Job: Write out exactly the lines running from the line that includes "Expected output: one marker per instance of the city" to the end of the data, both ends included, and nothing besides.

Extracted entries:

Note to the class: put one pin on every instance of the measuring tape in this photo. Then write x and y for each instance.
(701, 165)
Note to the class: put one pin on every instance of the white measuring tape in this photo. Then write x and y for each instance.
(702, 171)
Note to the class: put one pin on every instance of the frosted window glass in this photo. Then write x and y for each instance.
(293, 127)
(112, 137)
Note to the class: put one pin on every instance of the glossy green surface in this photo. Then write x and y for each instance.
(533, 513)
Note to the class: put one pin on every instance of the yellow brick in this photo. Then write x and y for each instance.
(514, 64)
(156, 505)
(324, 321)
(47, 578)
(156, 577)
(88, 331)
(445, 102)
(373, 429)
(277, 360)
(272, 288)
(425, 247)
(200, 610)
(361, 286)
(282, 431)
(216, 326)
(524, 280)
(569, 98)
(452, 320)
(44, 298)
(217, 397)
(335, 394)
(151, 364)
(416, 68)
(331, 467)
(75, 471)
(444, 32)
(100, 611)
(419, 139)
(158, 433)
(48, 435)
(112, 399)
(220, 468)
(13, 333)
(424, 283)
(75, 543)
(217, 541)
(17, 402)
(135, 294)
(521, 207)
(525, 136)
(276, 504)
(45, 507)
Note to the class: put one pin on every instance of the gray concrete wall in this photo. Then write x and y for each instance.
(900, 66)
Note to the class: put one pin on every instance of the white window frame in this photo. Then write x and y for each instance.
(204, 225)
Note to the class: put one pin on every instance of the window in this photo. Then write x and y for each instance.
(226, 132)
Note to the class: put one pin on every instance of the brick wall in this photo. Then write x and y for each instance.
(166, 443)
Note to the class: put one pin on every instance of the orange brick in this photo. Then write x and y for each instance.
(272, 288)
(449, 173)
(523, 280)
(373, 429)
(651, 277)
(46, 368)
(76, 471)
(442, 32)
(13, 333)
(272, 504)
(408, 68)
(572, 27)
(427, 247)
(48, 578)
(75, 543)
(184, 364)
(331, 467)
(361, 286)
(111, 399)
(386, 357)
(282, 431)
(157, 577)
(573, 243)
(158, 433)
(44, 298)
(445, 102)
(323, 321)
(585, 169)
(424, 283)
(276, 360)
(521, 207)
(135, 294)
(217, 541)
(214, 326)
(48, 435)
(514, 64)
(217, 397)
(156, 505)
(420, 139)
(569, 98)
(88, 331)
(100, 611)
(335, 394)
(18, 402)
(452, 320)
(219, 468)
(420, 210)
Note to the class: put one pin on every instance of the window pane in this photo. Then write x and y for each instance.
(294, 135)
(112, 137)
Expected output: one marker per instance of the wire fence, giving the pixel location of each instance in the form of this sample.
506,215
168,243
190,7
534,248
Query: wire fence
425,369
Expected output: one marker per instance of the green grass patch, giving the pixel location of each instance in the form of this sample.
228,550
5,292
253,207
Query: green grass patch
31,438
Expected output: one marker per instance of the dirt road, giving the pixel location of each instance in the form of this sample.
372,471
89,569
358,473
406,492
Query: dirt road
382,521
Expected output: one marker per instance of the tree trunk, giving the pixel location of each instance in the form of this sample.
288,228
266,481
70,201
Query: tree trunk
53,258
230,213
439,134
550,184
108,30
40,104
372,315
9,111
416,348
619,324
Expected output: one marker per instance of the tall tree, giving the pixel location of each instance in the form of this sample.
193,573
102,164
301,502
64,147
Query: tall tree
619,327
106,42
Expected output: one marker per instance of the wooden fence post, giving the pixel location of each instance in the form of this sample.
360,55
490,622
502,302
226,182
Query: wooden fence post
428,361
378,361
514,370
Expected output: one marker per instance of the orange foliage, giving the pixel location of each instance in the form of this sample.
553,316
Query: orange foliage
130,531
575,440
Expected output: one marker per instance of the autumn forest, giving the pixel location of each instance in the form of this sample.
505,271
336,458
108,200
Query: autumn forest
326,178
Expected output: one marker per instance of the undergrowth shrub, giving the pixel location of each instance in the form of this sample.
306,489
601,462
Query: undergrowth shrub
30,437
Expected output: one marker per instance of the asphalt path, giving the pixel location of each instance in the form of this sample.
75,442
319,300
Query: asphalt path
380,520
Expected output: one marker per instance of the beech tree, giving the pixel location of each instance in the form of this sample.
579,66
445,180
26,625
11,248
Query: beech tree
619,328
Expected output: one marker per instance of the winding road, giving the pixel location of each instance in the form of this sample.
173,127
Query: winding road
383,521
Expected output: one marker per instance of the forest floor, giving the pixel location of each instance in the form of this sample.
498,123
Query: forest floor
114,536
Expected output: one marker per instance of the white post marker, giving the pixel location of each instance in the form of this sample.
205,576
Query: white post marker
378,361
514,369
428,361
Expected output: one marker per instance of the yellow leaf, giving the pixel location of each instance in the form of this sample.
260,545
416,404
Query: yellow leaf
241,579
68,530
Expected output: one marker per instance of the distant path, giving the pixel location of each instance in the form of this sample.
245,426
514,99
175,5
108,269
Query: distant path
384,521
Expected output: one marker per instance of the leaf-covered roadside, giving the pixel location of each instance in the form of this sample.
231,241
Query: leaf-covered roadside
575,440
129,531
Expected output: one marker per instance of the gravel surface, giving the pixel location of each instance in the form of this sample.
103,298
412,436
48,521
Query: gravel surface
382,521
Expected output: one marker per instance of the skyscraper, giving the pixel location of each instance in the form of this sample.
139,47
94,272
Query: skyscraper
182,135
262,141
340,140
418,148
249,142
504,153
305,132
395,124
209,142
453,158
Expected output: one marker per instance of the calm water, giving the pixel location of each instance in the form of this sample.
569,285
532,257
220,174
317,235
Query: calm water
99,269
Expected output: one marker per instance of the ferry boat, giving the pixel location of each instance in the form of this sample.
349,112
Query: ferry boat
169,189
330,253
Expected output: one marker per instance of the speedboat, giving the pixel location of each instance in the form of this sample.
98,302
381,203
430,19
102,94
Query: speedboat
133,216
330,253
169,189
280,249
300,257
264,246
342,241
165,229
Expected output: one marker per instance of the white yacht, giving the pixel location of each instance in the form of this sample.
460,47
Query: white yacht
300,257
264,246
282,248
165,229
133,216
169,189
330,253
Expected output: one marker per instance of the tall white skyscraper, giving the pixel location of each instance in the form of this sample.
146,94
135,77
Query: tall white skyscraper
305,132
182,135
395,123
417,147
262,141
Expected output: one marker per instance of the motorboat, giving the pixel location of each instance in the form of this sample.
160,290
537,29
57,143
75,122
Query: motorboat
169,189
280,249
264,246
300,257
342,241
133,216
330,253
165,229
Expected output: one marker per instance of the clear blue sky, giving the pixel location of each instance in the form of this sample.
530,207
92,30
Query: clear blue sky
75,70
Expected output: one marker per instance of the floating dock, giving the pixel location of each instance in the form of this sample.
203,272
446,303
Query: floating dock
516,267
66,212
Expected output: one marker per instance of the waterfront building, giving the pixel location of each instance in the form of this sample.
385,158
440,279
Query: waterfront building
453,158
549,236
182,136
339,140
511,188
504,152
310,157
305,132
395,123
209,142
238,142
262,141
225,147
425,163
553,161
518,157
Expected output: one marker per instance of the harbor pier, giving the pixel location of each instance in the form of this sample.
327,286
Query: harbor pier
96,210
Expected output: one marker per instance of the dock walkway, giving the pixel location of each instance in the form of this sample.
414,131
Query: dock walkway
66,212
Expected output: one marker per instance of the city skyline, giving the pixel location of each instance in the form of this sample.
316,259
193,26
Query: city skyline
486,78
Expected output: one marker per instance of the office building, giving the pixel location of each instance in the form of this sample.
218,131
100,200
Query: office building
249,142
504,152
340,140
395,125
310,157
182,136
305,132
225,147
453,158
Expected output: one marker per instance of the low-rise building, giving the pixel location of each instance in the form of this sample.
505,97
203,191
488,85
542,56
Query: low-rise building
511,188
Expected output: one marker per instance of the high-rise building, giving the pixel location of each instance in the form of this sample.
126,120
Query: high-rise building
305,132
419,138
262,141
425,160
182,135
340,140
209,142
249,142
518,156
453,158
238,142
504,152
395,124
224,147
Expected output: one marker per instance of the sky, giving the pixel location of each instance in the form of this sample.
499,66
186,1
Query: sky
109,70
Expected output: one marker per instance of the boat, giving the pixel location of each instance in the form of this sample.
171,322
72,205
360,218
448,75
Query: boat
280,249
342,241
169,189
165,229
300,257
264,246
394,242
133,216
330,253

Answer for this exercise:
Expected output: one marker per instance of the city skyline, giving the pixel location of each instance in the form of this sample.
316,259
193,26
Query: city skyline
486,78
Expected output: one marker per instance of the office building, giving the pixel location of each instance in the form of this sample.
218,131
100,200
Query: office building
249,142
504,152
340,140
395,125
310,157
182,136
305,132
225,147
453,158
Expected output: one marker per instance of the low-rise building, giving the pixel location of each instance in the form of this sample.
505,97
203,191
488,85
542,56
Query: low-rise building
511,188
Expected output: one marker per instance of the high-rise building, giving the pixel location of each instance in the form of this sample.
126,120
Query: high-rise building
305,132
419,138
262,141
425,160
182,135
340,140
209,142
249,142
518,156
453,158
238,142
504,152
395,124
224,147
Expected output: one marker per instance of the sky, giving the pixel location of each instance in the form of this sample.
499,66
186,1
Query: sky
109,70
Expected output: one marker per instance of the boat, giving the pixel location of each instance in the form of this sample.
171,322
72,205
360,218
448,75
Query: boat
280,249
342,241
169,189
165,229
300,257
264,246
394,242
133,216
330,253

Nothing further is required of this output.